So we are now suddenly landowners, suddenly landowner-neighbors, taxpayers, insurance payers, and so on with more house and land than we can justify, or feel completely comfortable with, in a region of homogeneous ethnicity and income. Despite any misgivings, we intend to make the most of ourselves and new home, with hope that we can find an income stream that allows us to stay here, in the upper midwest, or what I prefer to call the northern tier, or north woods, or some such descriptor that doesn't exact such dismal recompense, and continue our creative industriousness.


Tenacity




The last few days have been the hardest, after ten days of packing both apartment and studio, but this morning, well, just before noon, Betsy made her way out of Brooklyn, in our van, via the tunnel, up the West Side Highway, which hardly lives up to its name, to the GW Bridge, and then on to I80 westward. 



In the back of the van are various items that cannot or should not freeze, things that, along with the cat, Betsy must haul into a roadside motel. Among these are three houseplants -a Norfolk Pine (Araucaria heterophylla), a Pothos or Philodendron (Epipremnum aureum), and a purple Oxalis (Oxalis triangularis). These have been with us so long that I often confuse their origins. The pine may have been a gift, the Pothos possibly a specimen from my greenhouse project at Socrates Sculpture Park, and the Oxalis a yard plant bought when I was living in New Mexico. All three should survive the move, after all, they've survived considerable neglect in our apartment, but I do think the Norfolk Pine will suffer under the unrelenting low humidity of the Minnesota house. I am no daily mister, so maybe a spot in the bathroom will suffice? 



Several days ago I clipped the Pothos so that it, along with two other plants, can be easily moved between van and motel in an old plastic laundry basket. When I slid the white-stained terra cotta pot from its roost of a dozen years, I was surprised to find that the vine, above, was not rooted in any soil at all! It was and is still rooted only to the painted wall. Is it gleaning moisture from the air, the walls, the paint, or is it not in need because it has entered winter dormancy, a time of exceptional drought tolerance?

### Tasks and exercises
**1.** Edit the passage about the move by reproducing it from "The last few" to "to I80 westward.", with "packing" changed to "boxing up".
**2.** In the passage about the move, what was the Pothos vine rooted to when its pot was slid from its place?

### Extracted records

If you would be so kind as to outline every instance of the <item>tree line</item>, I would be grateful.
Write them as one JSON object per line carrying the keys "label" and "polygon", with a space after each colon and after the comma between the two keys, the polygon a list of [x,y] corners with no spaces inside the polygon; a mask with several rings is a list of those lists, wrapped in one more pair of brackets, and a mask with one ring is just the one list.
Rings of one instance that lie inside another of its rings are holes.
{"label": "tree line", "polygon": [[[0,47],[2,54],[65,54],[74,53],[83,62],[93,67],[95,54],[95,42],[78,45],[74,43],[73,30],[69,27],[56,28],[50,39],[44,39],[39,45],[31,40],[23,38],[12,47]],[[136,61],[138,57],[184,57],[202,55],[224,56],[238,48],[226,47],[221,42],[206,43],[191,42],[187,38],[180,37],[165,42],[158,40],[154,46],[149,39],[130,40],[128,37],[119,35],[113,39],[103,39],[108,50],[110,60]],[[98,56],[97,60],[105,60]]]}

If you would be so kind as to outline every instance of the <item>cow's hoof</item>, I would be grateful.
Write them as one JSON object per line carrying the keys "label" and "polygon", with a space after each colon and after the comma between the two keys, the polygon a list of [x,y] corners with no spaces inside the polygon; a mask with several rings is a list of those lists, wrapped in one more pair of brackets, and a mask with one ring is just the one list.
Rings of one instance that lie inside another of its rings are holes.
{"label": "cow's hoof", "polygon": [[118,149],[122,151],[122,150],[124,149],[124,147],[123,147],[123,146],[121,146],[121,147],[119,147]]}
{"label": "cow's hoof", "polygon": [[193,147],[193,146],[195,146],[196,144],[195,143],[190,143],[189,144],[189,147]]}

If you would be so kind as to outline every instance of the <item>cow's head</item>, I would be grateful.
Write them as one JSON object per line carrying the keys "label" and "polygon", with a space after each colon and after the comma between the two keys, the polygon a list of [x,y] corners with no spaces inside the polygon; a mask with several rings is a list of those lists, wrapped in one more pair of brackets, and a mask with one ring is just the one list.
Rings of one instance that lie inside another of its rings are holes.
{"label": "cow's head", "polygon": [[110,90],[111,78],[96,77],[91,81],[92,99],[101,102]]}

### Answers for the tasks
**1.**
The last few days have been the hardest, after ten days of boxing up both apartment and studio, but this morning, well, just before noon, Betsy made her way out of Brooklyn, in our van, via the tunnel, up the West Side Highway, which hardly lives up to its name, to the GW Bridge, and then on to I80 westward.

**2.** It was rooted only to the painted wall, not in any soil.